**TASK MATERIAL:**
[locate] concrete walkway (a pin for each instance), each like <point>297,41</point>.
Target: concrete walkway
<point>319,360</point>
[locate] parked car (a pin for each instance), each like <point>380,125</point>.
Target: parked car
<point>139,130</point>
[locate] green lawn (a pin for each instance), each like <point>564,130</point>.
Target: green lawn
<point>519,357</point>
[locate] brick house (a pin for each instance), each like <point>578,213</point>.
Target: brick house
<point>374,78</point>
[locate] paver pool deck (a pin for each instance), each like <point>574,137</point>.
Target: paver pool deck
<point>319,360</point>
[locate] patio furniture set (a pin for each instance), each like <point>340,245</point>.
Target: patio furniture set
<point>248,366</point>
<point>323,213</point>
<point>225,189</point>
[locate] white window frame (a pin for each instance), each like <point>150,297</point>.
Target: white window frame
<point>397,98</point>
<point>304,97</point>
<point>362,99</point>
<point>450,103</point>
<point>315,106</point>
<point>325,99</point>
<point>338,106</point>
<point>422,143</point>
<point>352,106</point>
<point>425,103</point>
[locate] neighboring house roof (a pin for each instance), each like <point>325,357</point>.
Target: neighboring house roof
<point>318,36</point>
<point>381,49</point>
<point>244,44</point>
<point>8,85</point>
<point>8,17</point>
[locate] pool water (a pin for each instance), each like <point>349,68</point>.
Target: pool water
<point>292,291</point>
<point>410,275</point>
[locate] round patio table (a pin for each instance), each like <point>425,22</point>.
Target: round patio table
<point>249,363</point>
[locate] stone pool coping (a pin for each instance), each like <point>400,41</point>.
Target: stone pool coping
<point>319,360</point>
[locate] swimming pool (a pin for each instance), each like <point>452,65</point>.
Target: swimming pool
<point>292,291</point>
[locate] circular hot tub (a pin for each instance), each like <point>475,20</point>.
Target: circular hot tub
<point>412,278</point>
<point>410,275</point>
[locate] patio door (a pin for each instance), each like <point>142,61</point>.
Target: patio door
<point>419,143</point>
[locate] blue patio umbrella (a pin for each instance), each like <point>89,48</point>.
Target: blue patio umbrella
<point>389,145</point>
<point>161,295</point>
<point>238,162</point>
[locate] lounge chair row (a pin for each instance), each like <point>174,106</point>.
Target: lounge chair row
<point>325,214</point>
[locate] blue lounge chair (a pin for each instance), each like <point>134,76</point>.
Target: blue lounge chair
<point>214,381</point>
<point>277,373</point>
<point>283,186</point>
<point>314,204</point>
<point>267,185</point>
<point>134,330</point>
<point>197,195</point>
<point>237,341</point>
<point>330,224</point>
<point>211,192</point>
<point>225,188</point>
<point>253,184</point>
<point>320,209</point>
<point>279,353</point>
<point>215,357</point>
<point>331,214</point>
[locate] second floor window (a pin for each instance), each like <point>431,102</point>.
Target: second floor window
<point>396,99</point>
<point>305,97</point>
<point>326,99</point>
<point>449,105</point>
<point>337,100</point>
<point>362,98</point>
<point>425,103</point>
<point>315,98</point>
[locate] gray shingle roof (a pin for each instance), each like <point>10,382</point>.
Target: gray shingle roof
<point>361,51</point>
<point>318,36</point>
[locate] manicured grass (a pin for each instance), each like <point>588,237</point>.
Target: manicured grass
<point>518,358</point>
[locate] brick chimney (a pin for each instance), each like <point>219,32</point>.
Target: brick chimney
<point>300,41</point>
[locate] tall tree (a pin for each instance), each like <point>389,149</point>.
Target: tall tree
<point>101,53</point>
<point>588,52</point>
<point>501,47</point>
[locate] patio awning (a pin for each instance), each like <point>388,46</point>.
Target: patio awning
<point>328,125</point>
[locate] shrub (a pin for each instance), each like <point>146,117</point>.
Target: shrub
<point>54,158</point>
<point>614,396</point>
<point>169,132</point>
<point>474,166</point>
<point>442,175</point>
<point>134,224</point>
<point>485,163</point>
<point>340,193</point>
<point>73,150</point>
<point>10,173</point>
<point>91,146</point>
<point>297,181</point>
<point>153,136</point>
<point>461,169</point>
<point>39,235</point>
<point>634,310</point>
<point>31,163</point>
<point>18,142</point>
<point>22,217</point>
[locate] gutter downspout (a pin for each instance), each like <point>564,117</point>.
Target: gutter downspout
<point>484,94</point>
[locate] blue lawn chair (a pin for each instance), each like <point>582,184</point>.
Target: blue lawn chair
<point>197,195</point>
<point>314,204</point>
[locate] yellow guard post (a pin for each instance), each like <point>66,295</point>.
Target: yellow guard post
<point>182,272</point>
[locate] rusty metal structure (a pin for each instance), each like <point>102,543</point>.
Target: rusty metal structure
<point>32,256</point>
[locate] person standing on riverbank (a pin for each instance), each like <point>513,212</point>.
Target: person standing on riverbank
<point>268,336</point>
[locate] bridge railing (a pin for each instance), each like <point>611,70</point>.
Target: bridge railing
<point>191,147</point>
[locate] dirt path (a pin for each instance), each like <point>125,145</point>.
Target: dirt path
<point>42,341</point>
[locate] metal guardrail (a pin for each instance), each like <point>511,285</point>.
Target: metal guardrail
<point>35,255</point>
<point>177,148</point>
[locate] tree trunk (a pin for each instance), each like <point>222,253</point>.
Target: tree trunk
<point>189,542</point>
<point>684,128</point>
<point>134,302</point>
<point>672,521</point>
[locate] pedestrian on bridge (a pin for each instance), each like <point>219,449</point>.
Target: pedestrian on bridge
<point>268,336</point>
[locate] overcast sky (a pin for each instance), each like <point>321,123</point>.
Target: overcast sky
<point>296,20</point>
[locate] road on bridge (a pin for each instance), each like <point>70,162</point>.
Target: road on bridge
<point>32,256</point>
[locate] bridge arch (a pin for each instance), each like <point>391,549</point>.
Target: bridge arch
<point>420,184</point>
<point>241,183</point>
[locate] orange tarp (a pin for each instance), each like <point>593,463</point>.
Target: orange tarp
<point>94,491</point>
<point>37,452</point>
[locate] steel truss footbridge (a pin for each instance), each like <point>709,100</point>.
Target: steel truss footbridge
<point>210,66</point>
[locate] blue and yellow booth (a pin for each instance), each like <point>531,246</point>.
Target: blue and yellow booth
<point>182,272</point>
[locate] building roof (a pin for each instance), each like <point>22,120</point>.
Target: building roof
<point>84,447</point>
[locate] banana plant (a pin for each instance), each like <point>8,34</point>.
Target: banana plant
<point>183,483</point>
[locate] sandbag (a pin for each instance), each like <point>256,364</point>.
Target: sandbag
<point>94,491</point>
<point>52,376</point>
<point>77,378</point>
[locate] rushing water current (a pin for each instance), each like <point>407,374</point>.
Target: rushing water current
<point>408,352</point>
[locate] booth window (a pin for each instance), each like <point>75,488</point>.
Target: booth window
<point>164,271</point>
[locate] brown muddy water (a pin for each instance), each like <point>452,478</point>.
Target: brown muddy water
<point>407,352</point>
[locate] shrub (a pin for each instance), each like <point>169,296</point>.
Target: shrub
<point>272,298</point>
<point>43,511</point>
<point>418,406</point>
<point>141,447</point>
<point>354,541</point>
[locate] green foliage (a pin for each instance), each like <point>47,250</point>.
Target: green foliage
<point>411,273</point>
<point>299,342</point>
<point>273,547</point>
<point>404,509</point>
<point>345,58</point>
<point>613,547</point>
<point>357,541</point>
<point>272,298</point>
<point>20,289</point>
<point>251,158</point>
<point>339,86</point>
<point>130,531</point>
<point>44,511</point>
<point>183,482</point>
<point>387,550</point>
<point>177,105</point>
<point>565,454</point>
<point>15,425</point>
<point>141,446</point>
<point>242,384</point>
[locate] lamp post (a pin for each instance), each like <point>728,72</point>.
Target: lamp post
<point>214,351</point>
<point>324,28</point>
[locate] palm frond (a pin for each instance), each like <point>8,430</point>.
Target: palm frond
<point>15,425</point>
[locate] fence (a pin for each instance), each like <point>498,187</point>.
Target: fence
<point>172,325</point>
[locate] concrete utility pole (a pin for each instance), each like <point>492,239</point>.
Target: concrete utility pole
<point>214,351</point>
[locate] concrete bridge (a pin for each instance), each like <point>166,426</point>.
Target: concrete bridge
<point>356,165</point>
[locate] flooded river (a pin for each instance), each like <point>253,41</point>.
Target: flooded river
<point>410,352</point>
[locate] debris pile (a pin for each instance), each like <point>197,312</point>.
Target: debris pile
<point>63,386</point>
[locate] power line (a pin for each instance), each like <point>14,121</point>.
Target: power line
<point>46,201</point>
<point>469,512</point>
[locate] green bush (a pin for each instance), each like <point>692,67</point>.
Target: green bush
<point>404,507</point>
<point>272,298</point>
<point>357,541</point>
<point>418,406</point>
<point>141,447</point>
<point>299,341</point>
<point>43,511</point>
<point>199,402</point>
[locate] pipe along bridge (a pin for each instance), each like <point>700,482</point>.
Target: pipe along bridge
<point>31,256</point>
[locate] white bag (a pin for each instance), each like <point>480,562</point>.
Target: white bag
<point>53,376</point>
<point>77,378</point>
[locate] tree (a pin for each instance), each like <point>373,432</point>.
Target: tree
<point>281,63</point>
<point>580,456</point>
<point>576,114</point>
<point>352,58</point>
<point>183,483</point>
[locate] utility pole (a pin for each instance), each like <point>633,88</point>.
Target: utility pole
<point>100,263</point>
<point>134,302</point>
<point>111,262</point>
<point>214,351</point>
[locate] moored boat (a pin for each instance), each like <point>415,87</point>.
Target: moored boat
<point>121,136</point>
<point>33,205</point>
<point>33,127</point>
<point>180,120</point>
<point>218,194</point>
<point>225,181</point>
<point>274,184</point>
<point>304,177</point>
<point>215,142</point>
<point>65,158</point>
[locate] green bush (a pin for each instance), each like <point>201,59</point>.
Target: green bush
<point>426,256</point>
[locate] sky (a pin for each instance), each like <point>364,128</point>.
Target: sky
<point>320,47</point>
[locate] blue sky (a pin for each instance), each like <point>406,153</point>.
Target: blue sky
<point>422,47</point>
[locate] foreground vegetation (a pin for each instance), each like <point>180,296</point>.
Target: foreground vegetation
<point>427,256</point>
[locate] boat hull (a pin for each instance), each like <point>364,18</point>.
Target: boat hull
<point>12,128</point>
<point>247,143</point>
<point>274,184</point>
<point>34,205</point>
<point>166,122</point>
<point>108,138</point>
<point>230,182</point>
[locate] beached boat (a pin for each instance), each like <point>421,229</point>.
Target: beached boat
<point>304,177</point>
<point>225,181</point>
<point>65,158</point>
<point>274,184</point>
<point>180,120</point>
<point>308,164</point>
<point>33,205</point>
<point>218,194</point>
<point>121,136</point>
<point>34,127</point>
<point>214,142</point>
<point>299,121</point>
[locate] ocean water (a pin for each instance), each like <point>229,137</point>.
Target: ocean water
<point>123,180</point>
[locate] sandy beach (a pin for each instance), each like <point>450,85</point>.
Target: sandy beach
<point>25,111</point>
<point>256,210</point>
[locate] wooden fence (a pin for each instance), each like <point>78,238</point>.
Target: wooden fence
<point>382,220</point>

**TASK GOAL:** Please repeat the lines of the listing above, starting with the line that contains "[locate] flooded river" and going on through the line that contains "<point>469,512</point>", with both of those lines included.

**THE REPLY:**
[locate] flooded river (a pin for each instance), each like <point>253,41</point>.
Target: flooded river
<point>410,352</point>
[locate] debris pile (a pin for each instance), each like <point>197,312</point>.
Target: debris pile
<point>63,386</point>
[locate] power line (a pin for each instance), each like <point>14,121</point>.
Target: power line
<point>46,201</point>
<point>469,512</point>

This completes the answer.